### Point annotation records
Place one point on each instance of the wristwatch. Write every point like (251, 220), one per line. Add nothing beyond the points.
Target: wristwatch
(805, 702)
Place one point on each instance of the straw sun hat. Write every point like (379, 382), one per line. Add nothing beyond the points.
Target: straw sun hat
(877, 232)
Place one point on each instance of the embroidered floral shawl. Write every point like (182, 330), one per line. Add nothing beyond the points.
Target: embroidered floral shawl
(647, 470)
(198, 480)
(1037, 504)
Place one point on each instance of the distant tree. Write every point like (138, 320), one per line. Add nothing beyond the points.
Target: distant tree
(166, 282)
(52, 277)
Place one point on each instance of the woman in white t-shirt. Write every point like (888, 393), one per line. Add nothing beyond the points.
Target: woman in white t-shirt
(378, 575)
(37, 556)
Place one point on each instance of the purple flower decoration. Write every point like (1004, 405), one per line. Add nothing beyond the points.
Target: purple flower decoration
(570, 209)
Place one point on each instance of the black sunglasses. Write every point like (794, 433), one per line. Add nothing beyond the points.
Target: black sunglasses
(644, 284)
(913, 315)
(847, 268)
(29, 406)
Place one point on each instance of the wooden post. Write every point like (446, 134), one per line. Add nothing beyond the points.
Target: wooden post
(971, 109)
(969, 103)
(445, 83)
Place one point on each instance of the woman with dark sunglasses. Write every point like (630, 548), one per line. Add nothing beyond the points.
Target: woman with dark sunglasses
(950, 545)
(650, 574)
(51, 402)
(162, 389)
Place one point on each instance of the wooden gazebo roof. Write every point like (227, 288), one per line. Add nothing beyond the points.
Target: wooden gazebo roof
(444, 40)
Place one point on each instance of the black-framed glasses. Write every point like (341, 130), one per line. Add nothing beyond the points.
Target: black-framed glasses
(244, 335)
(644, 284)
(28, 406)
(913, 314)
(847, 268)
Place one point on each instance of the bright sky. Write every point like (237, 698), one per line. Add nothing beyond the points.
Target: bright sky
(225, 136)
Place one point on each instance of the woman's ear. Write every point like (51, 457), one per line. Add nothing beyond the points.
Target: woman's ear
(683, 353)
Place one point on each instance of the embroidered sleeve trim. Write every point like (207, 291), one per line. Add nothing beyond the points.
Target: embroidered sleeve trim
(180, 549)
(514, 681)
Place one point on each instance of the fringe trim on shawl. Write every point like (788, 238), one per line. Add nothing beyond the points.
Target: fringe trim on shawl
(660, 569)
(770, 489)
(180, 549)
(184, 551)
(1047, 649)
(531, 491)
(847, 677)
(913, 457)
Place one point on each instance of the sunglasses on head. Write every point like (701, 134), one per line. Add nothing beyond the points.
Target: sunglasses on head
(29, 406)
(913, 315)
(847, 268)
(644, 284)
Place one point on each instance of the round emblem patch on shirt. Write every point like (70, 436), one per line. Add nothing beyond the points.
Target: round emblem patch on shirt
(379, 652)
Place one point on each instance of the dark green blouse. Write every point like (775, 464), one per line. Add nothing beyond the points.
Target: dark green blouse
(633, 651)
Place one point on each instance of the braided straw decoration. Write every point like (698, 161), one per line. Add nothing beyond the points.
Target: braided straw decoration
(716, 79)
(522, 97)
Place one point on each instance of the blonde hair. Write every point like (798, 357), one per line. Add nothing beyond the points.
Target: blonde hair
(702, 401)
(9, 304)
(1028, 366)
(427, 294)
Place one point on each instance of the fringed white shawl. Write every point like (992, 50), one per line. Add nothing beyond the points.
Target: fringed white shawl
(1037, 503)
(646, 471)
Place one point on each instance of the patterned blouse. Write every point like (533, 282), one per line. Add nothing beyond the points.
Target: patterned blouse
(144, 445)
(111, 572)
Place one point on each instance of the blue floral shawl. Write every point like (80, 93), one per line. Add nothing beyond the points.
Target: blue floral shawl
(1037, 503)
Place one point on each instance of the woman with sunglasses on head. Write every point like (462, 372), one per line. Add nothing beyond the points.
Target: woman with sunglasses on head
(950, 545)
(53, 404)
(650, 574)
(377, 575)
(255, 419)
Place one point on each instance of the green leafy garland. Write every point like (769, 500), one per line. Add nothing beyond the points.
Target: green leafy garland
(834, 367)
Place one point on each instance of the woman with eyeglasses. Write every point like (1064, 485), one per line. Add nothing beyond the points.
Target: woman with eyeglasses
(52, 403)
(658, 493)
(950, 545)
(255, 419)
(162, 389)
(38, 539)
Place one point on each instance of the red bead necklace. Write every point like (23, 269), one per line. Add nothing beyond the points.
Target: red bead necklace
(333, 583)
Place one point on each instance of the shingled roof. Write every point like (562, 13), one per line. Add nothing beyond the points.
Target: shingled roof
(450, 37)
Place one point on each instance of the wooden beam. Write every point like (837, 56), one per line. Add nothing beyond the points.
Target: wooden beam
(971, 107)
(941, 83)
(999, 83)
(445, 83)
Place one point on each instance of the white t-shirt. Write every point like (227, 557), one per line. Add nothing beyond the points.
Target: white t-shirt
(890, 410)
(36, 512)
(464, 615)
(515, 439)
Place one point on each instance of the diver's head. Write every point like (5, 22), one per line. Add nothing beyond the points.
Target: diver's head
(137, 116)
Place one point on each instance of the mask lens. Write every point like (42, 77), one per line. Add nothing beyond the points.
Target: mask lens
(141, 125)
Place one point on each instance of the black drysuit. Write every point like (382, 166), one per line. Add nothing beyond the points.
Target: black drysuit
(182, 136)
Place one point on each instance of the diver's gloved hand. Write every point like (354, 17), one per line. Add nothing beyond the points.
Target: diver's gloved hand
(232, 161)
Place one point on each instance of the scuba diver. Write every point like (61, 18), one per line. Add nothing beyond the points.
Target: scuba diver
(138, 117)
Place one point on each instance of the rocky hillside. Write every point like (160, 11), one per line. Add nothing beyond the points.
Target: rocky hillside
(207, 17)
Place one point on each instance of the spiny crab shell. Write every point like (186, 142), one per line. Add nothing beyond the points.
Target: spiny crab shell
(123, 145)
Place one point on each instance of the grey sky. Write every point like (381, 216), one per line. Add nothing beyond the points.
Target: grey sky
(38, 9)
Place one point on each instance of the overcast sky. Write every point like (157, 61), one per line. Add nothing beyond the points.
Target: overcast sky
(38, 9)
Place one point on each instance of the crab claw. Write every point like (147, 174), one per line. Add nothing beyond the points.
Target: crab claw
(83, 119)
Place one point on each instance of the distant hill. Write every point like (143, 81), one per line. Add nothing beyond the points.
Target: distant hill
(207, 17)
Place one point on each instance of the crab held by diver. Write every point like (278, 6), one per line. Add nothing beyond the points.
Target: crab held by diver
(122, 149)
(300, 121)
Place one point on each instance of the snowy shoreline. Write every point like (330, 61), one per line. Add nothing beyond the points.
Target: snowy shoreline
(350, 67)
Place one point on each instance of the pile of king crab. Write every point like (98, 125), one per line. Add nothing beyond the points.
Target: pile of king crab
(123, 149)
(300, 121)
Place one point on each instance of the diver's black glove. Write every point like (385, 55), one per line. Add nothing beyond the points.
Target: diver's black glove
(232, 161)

### Given problem
Write out the whole listing exactly.

### Full output
Place one point on each instance of the wristwatch. Write every point like (251, 220), one per line. Add nothing beyond the points.
Target: wristwatch
(805, 702)
Place one point on each instance of the straw sun hat. Write every point like (379, 382), one per line. Add nothing beyond the points.
Target: straw sun hat
(877, 232)
Place one point on each instance of the embroidered floral shawl. Write every point like (182, 330), one per line. Add nothing beyond the points.
Target: embroidered floral shawl
(647, 470)
(198, 480)
(1037, 504)
Place one point on each instance of the distant tree. Write every point like (138, 320), one per line. Add nothing beyond the points.
Target: distant tree
(166, 282)
(52, 277)
Place one point on each instance of the woman in white t-shirt. Write every point like (888, 393), one per line. Add nothing beyond the points.
Target: woman in white t-shirt
(378, 575)
(37, 556)
Place one point on each instance of the purple flower decoration. Write every point like (1004, 405), one per line. Add nothing beyond the points.
Target: purple flower decoration
(570, 209)
Place one point on each instance of the black sunglasses. Write every point like (794, 433), one per line. Add nothing beyond the points.
Target: black sunglasses
(644, 284)
(913, 315)
(847, 268)
(29, 406)
Place one point on each instance of the wooden post. Write every point like (446, 134), one per line. Add nothing beyond the points.
Target: wooden post
(971, 109)
(969, 103)
(445, 83)
Place one point on each instance of the woman with dark sunglasses. Write every point like (630, 548), one per line. Add nothing beyond the points.
Target: woman with dark sunglasses
(950, 545)
(650, 574)
(51, 402)
(162, 389)
Place one point on each instance of the wooden gazebo roof. Write every point like (227, 288), one per line. Add nothing beyond the points.
Target: wooden gazebo roof
(444, 40)
Place one point on each instance of the black-framed glasses. Write every point like (341, 130), one per line. Add nothing beyond the points.
Target: black-framed glasses
(244, 335)
(644, 284)
(28, 406)
(913, 314)
(847, 268)
Place one point on each instance of the bright sky. Write every point like (237, 698), one per line. Add nothing beyond the points.
Target: bright sky
(225, 136)
Place one point on each instance of the woman's ear. Write every point like (51, 457), one per line. Add nothing beyond the points.
Target: woman's ear
(683, 353)
Place one point on each instance of the embroidered sleeve trim. Write every point like (207, 291), one per line. Add nothing beyond the points.
Target: embroidered sleeve trim
(180, 549)
(514, 681)
Place one point on each instance of the fringe trim on shawl. Write every point like (788, 238), one per line. Add nothing beyond the points.
Target: fringe trim on shawl
(660, 569)
(770, 489)
(180, 549)
(184, 551)
(1047, 649)
(531, 491)
(847, 677)
(913, 457)
Place one point on each instance of the sunglasses on head. Write every point like (701, 134), one per line. Add nothing beyond the points.
Target: sunglasses on head
(29, 406)
(913, 315)
(847, 268)
(644, 284)
Place one point on each instance of the round emblem patch on shirt. Write every point like (70, 436), one per line. Add nothing beyond the points.
Target: round emblem patch on shirt
(379, 652)
Place one point on each instance of the dark green blouse. Write every point like (775, 464), one per line. Add nothing beyond the points.
Target: dark green blouse
(633, 651)
Place one point on each instance of the braided straw decoration. Write every point like (698, 161), one per line. Add nothing beyond the points.
Target: braided straw decoration
(716, 79)
(522, 97)
Place one point on each instance of the blonde hair. Write every point like (798, 357), one per line. Add nothing beyond the points.
Target: blonde hair
(702, 401)
(9, 304)
(1028, 366)
(427, 294)
Place one point on each instance of the fringed white shawl. Write every point like (992, 50), one per line. Add nothing beyond the points.
Target: fringed white shawl
(1037, 503)
(646, 471)
Place one point on each instance of the patterned blouse. Write every point like (533, 282), one per line. Add nothing beyond the points.
Target: patterned blouse
(144, 445)
(111, 572)
Place one point on each instance of the blue floral shawl. Write every point like (80, 93), one per line. Add nothing beyond the points.
Target: blue floral shawl
(1037, 503)
Place one point on each instance of the woman with sunglasses on head. Write every point like (462, 372), one per line. Add nothing beyond the points.
Target: woman with sunglasses on head
(950, 545)
(53, 404)
(650, 574)
(377, 575)
(255, 419)
Place one point on each instance of the green leafy garland. Write every point like (769, 500), one per line. Add nothing beyond the points.
Target: green leafy garland
(834, 367)
Place one point on each instance of the woman with eyeglasses. Write every point like (1064, 485), one per line. Add nothing beyond the points.
Target: woman with eyeglasses
(52, 403)
(658, 493)
(950, 545)
(255, 419)
(162, 389)
(38, 539)
Place one point on each instance of the red bead necklace. Write every point like (23, 269), one per line. Add nothing beyond the points.
Target: red bead necklace
(333, 583)
Place one point on each instance of the shingled roof. Write every point like (562, 13), one per line. Add nothing beyond the points.
Target: shingled roof
(450, 37)
Place one point on each instance of the wooden beam. Write every point like (837, 56), one per line. Add nothing beyond the points.
Target: wooden beam
(971, 107)
(941, 83)
(999, 83)
(445, 83)
Place one point on each instance of the white t-shirt. Write every point like (227, 557), one per line. Add nothing beyond the points.
Target: white t-shirt
(890, 410)
(36, 512)
(464, 615)
(515, 439)
Place one point on each instance of the diver's head. Write every point like (5, 22), one per line. Add nothing beyond the points.
Target: diver's head
(137, 116)
Place one point on each instance of the mask lens. Write every point like (42, 77), one per line. Add nothing beyond the points.
Target: mask lens
(141, 125)
Place one point on each instance of the black drysuit. Write every point like (382, 166), one per line. Add nothing beyond the points.
Target: black drysuit
(182, 136)
Place one point on each instance of the diver's gloved hand. Write every point like (354, 17), one per line. Add nothing beyond the points.
Target: diver's gloved hand
(232, 161)
Place one point on each instance of the scuba diver. Write every point like (61, 18), one per line. Add nothing beyond the points.
Target: scuba diver
(138, 117)
Place one point on each instance of the rocky hillside. Write every point like (160, 11), one per line. Add nothing beyond the points.
Target: rocky hillside
(207, 17)
Place one point on each instance of the spiny crab shell. Write every point like (186, 142), one per line. Add nothing beyond the points.
Target: spiny crab shell
(123, 145)
Place one point on each instance of the grey sky. Write every point like (381, 216), one per line. Add nothing beyond the points.
Target: grey sky
(38, 9)
Place one point on each instance of the overcast sky. Write every point like (157, 61), one per line. Add nothing beyond the points.
Target: overcast sky
(38, 9)
Place one point on each instance of the crab claw. Write every point like (147, 174), one per line. Add nothing beyond the points.
Target: crab claw
(83, 119)
Place one point on each instance of the distant hill. Write every point like (143, 81), one per line. Add nothing beyond the points.
Target: distant hill
(207, 17)
Place one point on each instance of the crab held by diver. Write every point like (278, 6), one per line. Add nothing beyond the points.
Target: crab held by diver
(122, 149)
(300, 121)
Place one point on each instance of the snowy shoreline. Write every point like (330, 61), one per line. Add nothing beyond the points.
Target: snowy shoreline
(350, 67)
Place one point on each instance of the pile of king crab. Write every point like (98, 125), one per line. Add nothing beyond the points.
Target: pile of king crab
(123, 149)
(300, 121)
Place one point on each instance of the diver's black glove. Write every point like (385, 55), one per line. Add nothing beyond the points.
Target: diver's black glove
(232, 161)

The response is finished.